*What this task involves*.
Extract every line below that contains the word "fence", and copy each one unchanged.

*Box-labeled dataset extracts*.
....................

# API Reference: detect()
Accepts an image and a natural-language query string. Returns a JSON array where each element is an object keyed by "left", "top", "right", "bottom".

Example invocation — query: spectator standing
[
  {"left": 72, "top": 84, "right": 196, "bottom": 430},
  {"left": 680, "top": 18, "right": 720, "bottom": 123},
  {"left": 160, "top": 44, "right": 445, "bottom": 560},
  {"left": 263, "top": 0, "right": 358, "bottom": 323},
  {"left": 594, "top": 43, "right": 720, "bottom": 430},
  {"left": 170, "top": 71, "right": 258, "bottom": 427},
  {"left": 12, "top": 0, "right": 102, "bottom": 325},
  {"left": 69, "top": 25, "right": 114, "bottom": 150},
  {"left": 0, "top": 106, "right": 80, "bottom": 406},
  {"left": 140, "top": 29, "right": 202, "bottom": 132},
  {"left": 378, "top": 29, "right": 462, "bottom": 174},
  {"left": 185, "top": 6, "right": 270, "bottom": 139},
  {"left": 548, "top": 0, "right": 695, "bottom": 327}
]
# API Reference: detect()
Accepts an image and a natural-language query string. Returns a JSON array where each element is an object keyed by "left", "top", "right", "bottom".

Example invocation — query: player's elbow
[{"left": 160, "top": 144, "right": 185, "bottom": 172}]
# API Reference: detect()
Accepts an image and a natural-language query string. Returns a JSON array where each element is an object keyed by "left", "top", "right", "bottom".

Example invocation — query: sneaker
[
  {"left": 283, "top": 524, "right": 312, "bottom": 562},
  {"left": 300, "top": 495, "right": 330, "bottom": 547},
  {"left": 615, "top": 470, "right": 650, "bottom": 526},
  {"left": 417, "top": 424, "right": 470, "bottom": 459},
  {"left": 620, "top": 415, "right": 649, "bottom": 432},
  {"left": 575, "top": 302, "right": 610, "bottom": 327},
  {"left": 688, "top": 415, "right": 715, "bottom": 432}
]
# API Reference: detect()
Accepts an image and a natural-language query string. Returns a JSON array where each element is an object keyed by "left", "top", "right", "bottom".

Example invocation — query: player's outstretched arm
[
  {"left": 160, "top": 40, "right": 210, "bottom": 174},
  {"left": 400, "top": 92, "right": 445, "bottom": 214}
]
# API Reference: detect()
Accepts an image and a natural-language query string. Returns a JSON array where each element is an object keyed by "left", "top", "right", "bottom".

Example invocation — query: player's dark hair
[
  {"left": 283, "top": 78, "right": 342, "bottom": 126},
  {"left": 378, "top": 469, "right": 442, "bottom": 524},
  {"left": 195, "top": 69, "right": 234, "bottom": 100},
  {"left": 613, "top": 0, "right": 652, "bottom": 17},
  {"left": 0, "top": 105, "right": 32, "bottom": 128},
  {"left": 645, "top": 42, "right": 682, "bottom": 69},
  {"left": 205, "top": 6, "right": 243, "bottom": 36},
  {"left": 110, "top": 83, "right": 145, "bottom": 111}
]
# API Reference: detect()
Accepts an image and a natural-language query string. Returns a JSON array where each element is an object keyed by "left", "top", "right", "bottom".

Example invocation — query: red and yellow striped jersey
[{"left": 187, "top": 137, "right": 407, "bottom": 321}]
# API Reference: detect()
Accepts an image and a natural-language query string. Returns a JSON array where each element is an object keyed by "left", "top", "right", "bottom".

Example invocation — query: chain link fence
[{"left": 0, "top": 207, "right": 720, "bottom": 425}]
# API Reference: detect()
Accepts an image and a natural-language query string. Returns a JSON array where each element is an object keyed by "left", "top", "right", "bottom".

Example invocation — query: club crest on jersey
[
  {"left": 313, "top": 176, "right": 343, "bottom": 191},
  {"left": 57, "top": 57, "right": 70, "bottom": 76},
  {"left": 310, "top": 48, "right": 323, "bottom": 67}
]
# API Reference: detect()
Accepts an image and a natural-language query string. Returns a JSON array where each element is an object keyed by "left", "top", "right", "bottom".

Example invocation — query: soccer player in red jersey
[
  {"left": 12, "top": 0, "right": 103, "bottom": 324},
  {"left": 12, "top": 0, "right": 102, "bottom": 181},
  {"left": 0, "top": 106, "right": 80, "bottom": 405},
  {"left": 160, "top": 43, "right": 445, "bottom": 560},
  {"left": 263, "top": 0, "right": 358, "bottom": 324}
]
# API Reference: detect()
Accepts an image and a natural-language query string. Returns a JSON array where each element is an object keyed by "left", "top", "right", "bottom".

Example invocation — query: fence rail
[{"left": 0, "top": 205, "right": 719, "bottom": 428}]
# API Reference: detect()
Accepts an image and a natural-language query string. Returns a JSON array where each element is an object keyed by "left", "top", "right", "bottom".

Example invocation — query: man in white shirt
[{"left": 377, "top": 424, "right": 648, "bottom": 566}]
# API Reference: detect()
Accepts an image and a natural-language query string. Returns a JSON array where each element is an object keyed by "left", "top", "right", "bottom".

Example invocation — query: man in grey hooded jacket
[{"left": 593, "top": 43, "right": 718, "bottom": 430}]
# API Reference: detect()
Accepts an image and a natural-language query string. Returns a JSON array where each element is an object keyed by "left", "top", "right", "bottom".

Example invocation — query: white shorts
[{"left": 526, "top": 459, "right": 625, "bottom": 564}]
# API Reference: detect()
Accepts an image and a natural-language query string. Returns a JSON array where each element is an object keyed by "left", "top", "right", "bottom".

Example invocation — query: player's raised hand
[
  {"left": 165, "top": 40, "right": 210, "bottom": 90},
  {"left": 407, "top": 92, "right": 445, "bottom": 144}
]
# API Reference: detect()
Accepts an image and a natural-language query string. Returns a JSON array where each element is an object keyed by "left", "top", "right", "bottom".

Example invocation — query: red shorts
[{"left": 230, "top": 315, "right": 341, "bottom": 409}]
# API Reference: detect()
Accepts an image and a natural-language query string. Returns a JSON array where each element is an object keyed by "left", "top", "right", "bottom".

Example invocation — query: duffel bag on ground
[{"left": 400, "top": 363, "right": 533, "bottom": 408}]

....................

*Task result*.
Example invocation — query: chain link fence
Example invocation — query: fence rail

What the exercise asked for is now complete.